#### Provided text
+ + + + +
We hypothesized that patients with Legg-Calvé-Perthes disease (LCPD) might have higher risks of cardiovascular and blood diseases.


A total of 2579 patients with LCPD diagnosed between 1965 and 2005 were identified with the Swedish Inpatient Register. A total of 13 748 individuals without LCPD were selected randomly from among the Swedish general population, with matching according to year of birth, age, gender, and region of residence. Cox proportional-hazard regression analyses, with adjustment for socioeconomic index, were used to estimate relative risks. The patients also were compared with their same-gender siblings.


Patients with LCPD had a hazard ratio (HR) of 1.70 (95% confidence interval [CI]: 1.48–1.95) for cardiovascular diseases, compared with individuals without LCPD. There were statistically significantly higher risks for hypertensive disease, ischemic heart diseases, cerebrovascular diseases, and diseases of arteries, veins, and lymphatic vessels. There were statistically significantly higher risks for blood diseases, including anemias and coagulation defects (HR: 1.94 [95% CI: 1.51–2.49]), which were more pronounced among subjects >30 years of age at the follow-up (HR: 2.45 [95% CI: 1.77–3.41]). Patients also had statistically significantly higher risks of nutritional anemia (HR: 2.32 [95% CI: 1.41–3.81]) and hemolytic anemia (HR: 2.59 [95% CI: 1.72–3.92]). Analyses using siblings as the comparison group showed consistent results for cardiovascular diseases.


The results are consistent with the hypothesis that an insufficient blood supply to the femoral head, attributable to vascular pathologic conditions, is involved in the pathogenesis of LCPD.
+ + + + +
#### Exercise requirements
Retype the Provided text on Legg-Calvé-Perthes disease and cardiovascular and blood disease risks in full, without changing anything.

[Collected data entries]
+ + + + +
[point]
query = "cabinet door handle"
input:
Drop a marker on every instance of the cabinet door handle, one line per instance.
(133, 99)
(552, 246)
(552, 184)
+ + + + +
#### Result of this exercise
We hypothesized that patients with Legg-Calvé-Perthes disease (LCPD) might have higher risks of cardiovascular and blood diseases.


A total of 2579 patients with LCPD diagnosed between 1965 and 2005 were identified with the Swedish Inpatient Register. A total of 13 748 individuals without LCPD were selected randomly from among the Swedish general population, with matching according to year of birth, age, gender, and region of residence. Cox proportional-hazard regression analyses, with adjustment for socioeconomic index, were used to estimate relative risks. The patients also were compared with their same-gender siblings.


Patients with LCPD had a hazard ratio (HR) of 1.70 (95% confidence interval [CI]: 1.48–1.95) for cardiovascular diseases, compared with individuals without LCPD. There were statistically significantly higher risks for hypertensive disease, ischemic heart diseases, cerebrovascular diseases, and diseases of arteries, veins, and lymphatic vessels. There were statistically significantly higher risks for blood diseases, including anemias and coagulation defects (HR: 1.94 [95% CI: 1.51–2.49]), which were more pronounced among subjects >30 years of age at the follow-up (HR: 2.45 [95% CI: 1.77–3.41]). Patients also had statistically significantly higher risks of nutritional anemia (HR: 2.32 [95% CI: 1.41–3.81]) and hemolytic anemia (HR: 2.59 [95% CI: 1.72–3.92]). Analyses using siblings as the comparison group showed consistent results for cardiovascular diseases.


The results are consistent with the hypothesis that an insufficient blood supply to the femoral head, attributable to vascular pathologic conditions, is involved in the pathogenesis of LCPD.